(Items stored from a collection)
========================================
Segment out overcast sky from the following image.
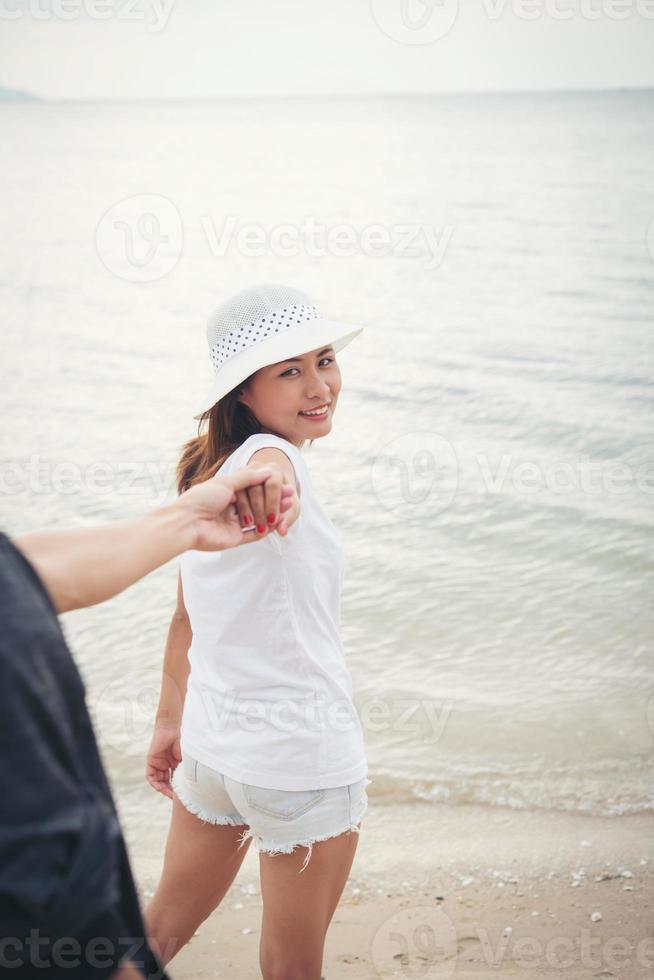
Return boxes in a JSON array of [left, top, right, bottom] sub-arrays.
[[0, 0, 654, 99]]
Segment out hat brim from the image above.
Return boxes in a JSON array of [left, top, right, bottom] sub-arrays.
[[194, 317, 363, 419]]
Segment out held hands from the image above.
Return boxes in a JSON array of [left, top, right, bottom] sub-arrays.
[[175, 465, 296, 551]]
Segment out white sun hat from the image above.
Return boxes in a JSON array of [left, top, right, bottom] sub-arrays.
[[195, 283, 363, 418]]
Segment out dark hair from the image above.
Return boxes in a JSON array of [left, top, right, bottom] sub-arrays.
[[176, 374, 313, 494]]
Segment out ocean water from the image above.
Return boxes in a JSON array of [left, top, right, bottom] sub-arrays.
[[0, 92, 654, 838]]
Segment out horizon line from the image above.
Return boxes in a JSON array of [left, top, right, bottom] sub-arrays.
[[0, 84, 654, 105]]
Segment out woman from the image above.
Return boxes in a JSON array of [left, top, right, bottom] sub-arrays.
[[146, 285, 370, 980]]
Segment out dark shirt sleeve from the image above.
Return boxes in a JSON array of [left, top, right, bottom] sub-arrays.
[[0, 535, 170, 980]]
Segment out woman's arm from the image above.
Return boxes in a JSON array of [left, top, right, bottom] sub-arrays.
[[236, 446, 301, 537], [155, 574, 193, 728], [145, 575, 193, 798], [13, 467, 293, 612]]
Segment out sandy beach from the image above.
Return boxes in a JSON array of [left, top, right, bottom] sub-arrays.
[[125, 804, 654, 980]]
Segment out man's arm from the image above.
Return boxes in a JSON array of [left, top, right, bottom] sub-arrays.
[[13, 467, 293, 612]]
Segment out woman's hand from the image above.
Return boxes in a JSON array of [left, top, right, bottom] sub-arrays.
[[173, 466, 295, 551], [236, 464, 296, 540], [145, 725, 182, 800]]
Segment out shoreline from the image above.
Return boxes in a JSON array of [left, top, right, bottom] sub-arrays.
[[128, 803, 654, 980]]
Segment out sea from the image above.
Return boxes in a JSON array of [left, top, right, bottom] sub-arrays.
[[0, 90, 654, 864]]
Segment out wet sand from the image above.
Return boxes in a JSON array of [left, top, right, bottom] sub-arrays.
[[130, 804, 654, 980]]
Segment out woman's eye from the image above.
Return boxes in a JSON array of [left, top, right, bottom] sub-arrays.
[[281, 357, 334, 378]]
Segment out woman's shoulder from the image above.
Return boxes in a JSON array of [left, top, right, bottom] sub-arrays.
[[220, 432, 306, 484]]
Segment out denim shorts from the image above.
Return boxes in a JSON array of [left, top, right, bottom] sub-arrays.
[[172, 754, 372, 871]]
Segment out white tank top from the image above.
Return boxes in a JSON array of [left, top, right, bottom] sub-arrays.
[[180, 433, 368, 790]]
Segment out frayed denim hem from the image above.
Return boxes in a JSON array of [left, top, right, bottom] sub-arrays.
[[173, 784, 245, 827], [239, 824, 366, 874]]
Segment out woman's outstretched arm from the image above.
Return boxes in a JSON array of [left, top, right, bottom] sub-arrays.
[[13, 467, 293, 612]]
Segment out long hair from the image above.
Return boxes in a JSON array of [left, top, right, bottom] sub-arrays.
[[176, 374, 313, 494]]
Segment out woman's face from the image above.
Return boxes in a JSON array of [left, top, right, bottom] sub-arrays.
[[239, 347, 341, 446]]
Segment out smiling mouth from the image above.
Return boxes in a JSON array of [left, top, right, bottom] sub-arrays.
[[298, 404, 330, 419]]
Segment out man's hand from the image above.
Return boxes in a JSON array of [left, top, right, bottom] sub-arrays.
[[175, 466, 296, 551]]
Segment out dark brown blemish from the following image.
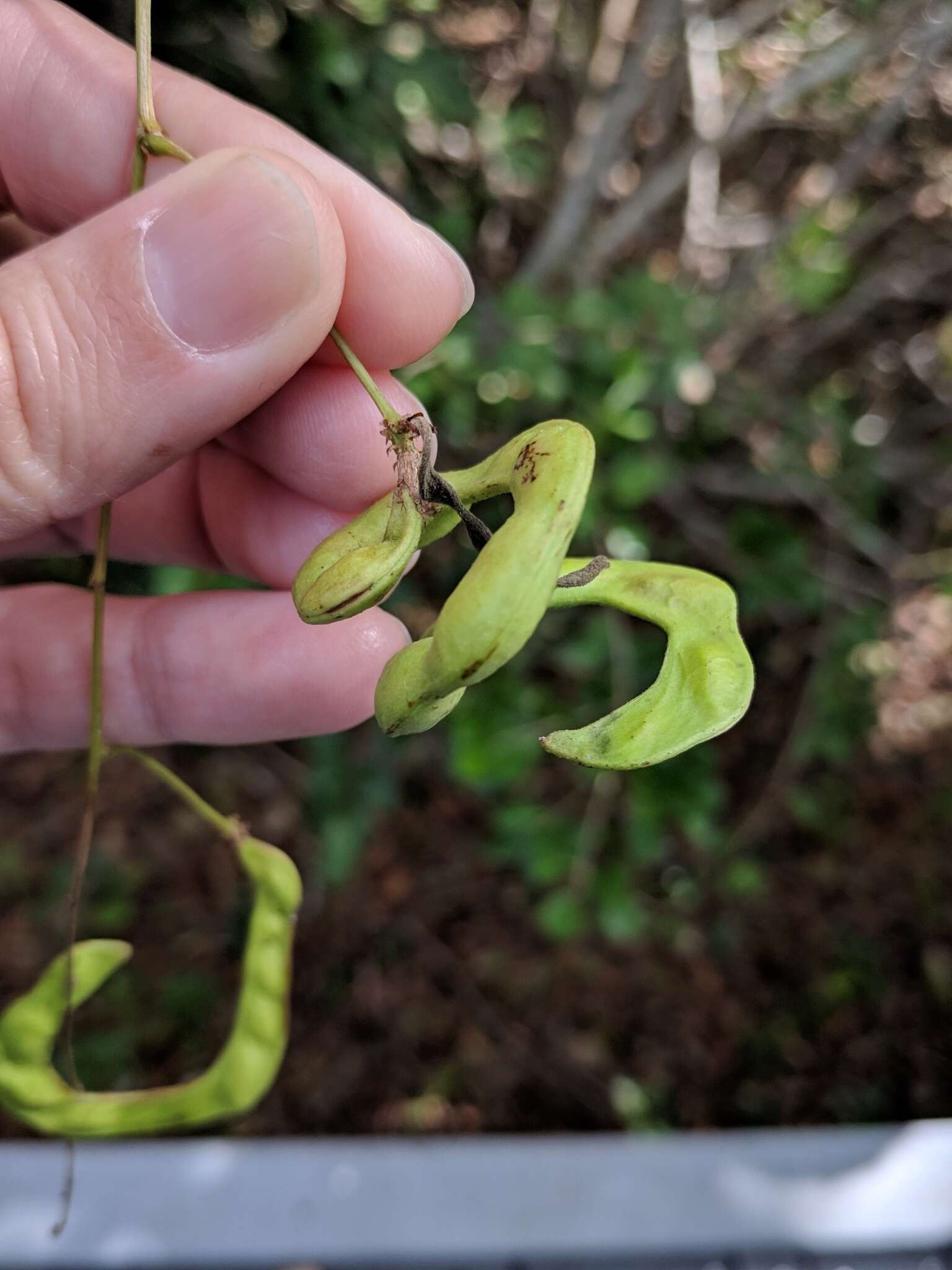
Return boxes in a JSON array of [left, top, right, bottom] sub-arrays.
[[324, 587, 371, 615], [459, 642, 499, 680], [513, 441, 550, 485]]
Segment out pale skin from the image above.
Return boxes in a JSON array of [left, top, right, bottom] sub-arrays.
[[0, 0, 472, 752]]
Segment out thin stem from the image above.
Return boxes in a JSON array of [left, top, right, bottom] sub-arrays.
[[105, 745, 241, 842], [136, 0, 161, 133], [330, 326, 402, 427]]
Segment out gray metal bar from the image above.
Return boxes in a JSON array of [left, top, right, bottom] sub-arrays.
[[0, 1120, 952, 1270]]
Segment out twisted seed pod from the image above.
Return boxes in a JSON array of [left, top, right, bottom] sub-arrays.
[[539, 560, 754, 770], [0, 838, 301, 1138], [294, 419, 754, 768], [292, 489, 423, 625], [374, 419, 596, 735]]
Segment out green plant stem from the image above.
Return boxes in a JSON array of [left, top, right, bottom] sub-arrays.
[[136, 0, 162, 133], [330, 326, 402, 427], [105, 745, 242, 842], [63, 0, 157, 1112]]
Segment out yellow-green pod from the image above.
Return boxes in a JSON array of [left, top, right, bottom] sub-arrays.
[[374, 419, 594, 735], [0, 838, 301, 1138], [292, 489, 423, 625]]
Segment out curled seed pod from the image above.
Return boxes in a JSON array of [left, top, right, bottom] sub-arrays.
[[292, 487, 423, 625], [539, 560, 754, 770], [298, 419, 752, 768], [0, 838, 301, 1138], [374, 419, 594, 735]]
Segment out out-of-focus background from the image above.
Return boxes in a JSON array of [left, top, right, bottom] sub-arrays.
[[0, 0, 952, 1134]]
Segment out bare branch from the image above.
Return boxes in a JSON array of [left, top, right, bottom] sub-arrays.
[[579, 6, 952, 281], [522, 0, 679, 285]]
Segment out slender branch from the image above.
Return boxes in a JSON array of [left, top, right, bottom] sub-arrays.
[[50, 0, 159, 1238], [578, 4, 929, 282], [330, 326, 402, 427], [136, 0, 162, 133], [105, 745, 242, 842]]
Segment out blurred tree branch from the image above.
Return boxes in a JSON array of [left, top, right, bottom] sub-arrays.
[[576, 4, 952, 282], [522, 0, 681, 285]]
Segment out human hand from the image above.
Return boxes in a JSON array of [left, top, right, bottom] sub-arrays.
[[0, 0, 472, 750]]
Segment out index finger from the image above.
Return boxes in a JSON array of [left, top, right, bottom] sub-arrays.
[[0, 0, 472, 370]]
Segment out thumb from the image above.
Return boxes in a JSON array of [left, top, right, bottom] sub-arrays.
[[0, 150, 344, 540]]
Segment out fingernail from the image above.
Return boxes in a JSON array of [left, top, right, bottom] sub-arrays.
[[414, 221, 476, 318], [143, 155, 319, 352]]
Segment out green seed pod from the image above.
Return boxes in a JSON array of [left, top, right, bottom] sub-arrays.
[[296, 419, 752, 768], [539, 560, 754, 770], [292, 489, 423, 625], [0, 838, 301, 1138], [374, 419, 596, 737]]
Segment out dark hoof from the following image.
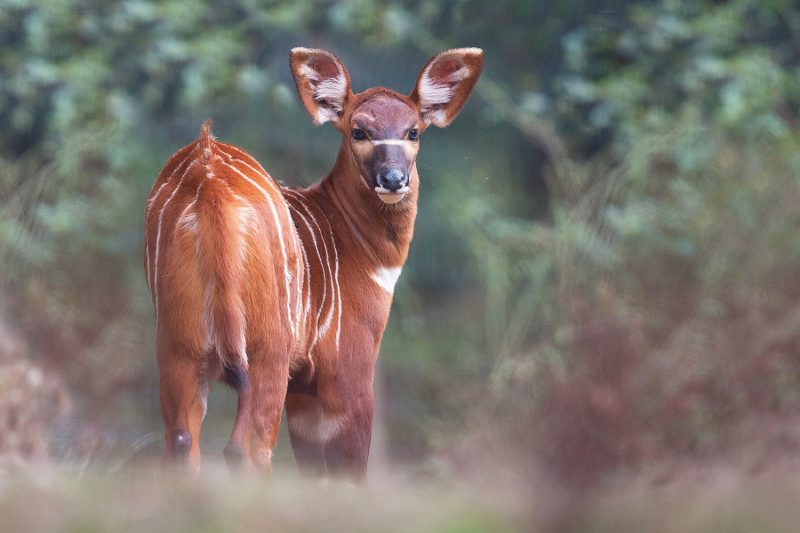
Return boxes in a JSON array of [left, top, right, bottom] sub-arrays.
[[222, 443, 244, 471], [172, 429, 192, 460]]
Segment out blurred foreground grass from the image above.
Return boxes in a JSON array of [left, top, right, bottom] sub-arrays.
[[0, 463, 528, 532], [0, 463, 800, 533]]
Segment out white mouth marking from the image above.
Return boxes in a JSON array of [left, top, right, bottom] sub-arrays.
[[370, 267, 401, 294], [375, 185, 409, 194], [372, 139, 408, 146]]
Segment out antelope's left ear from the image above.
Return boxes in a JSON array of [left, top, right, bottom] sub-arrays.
[[289, 48, 350, 125], [411, 48, 483, 128]]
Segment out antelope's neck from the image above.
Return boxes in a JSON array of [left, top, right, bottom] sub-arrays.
[[318, 144, 419, 270]]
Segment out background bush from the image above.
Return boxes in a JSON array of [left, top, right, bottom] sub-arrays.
[[0, 0, 800, 483]]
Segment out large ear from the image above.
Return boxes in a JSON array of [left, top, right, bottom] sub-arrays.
[[289, 48, 350, 124], [411, 48, 483, 128]]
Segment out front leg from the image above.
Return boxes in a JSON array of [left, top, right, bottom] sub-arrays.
[[325, 386, 375, 483]]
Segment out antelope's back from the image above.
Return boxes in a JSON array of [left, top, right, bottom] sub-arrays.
[[145, 125, 303, 356]]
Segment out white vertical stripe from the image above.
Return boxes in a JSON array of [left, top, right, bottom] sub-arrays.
[[144, 150, 192, 295], [153, 160, 197, 320], [284, 189, 338, 348], [218, 145, 302, 331], [221, 161, 296, 335]]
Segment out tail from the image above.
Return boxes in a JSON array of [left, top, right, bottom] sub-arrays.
[[196, 121, 250, 392]]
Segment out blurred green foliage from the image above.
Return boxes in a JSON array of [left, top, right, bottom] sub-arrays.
[[0, 0, 800, 484]]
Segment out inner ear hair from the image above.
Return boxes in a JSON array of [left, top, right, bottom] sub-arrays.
[[411, 48, 483, 128], [289, 48, 350, 124]]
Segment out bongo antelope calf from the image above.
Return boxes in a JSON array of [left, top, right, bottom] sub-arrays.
[[145, 48, 483, 480]]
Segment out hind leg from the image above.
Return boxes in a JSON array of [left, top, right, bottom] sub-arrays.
[[158, 349, 208, 471], [249, 347, 289, 472]]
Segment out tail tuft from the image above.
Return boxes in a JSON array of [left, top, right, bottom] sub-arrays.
[[222, 359, 250, 394], [197, 118, 214, 162]]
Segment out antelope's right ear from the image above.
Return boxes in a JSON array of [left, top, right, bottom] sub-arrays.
[[289, 48, 351, 125]]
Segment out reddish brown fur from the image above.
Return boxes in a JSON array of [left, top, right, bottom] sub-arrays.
[[145, 49, 482, 479]]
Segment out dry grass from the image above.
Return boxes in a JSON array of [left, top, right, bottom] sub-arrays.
[[0, 464, 530, 533]]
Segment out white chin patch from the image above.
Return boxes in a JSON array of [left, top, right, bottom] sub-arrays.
[[375, 185, 409, 204]]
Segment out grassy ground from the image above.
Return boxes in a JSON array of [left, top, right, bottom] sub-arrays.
[[0, 464, 530, 533], [0, 461, 800, 533]]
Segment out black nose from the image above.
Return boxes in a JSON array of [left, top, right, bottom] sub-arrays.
[[378, 168, 408, 191]]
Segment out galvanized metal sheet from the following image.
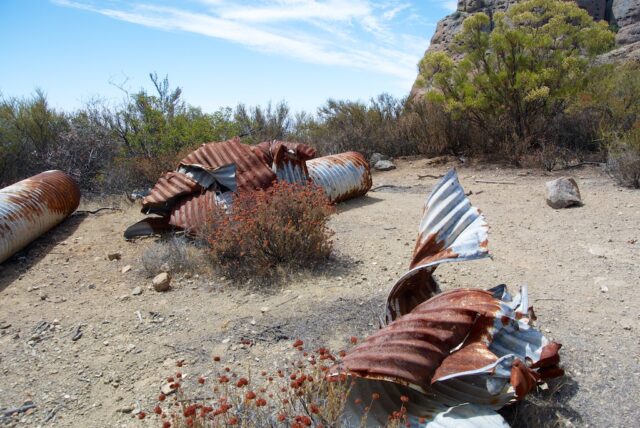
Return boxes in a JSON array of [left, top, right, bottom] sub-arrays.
[[0, 170, 80, 263], [169, 190, 233, 234], [180, 137, 276, 190], [333, 171, 563, 426], [307, 152, 372, 203], [252, 140, 316, 183], [340, 378, 508, 428], [142, 172, 203, 214], [385, 170, 489, 323]]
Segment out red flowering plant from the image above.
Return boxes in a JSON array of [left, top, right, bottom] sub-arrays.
[[202, 182, 335, 283], [151, 340, 408, 428]]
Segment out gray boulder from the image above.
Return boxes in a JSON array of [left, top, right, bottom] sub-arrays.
[[546, 177, 582, 209], [373, 160, 396, 171]]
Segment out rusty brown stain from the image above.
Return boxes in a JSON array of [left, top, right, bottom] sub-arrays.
[[343, 289, 500, 389]]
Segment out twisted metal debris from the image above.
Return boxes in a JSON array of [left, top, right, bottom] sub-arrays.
[[335, 171, 563, 427], [0, 170, 80, 263], [125, 137, 371, 239], [307, 152, 371, 202]]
========================================
» **WHAT TO WORK ON**: Lay out the lines of the material starting at the line containing "Segment out white sun" and ending at the line containing "[[128, 803, 654, 980]]" as a JSON list of strings, one string per line, leaving out blank lines. Include both end lines.

» **RESULT OF THIS TASK**:
[
  "Segment out white sun hat from the image above.",
  "Return boxes in a JSON array of [left, top, right, bottom] sub-arrays.",
  "[[195, 283, 363, 418]]",
  "Segment out dark hair from the image above.",
  "Return boxes in a JSON array of [left, top, right, bottom] sub-arrays.",
  "[[176, 374, 313, 494]]",
  "Segment out ocean water from the image above.",
  "Return boxes in a JSON array of [left, top, right, bottom] sub-arrays.",
  "[[0, 92, 654, 838]]",
  "Segment out horizon line from the image above.",
  "Return boxes in a JSON array of [left, top, right, bottom] sub-arrays.",
  "[[0, 84, 654, 105]]",
  "Segment out woman from the image above.",
  "Return boxes in a JSON array of [left, top, right, bottom] sub-arrays.",
  "[[146, 285, 370, 980]]",
  "Segment out dark shirt sleeve from the image above.",
  "Return boxes in a JSON array of [left, top, right, bottom] sub-arrays.",
  "[[0, 535, 170, 980]]",
  "Segment out woman's arm from the image above.",
  "Return boxes in a JSON array of [left, top, right, bottom] sub-arrays.",
  "[[236, 446, 301, 537], [155, 574, 193, 728], [145, 575, 193, 798], [13, 467, 293, 612]]",
  "Segment out sandy beach from the image above.",
  "Return boxes in a JSON array of [left, top, right, bottom] sub-arrays.",
  "[[125, 804, 654, 980]]",
  "Segment out man's arm from the image above.",
  "Return boxes in a JSON array of [left, top, right, bottom] sub-arrays.",
  "[[13, 467, 293, 612]]",
  "Segment out woman's hand from the image above.",
  "Return boxes in a JSON array of [left, top, right, bottom] sub-arrays.",
  "[[173, 466, 295, 551], [236, 464, 296, 540], [145, 725, 182, 800]]",
  "Segment out shoreline from the image above.",
  "Return boxes in a JSON array of [left, top, right, bottom] sub-arrays.",
  "[[128, 803, 654, 980]]"
]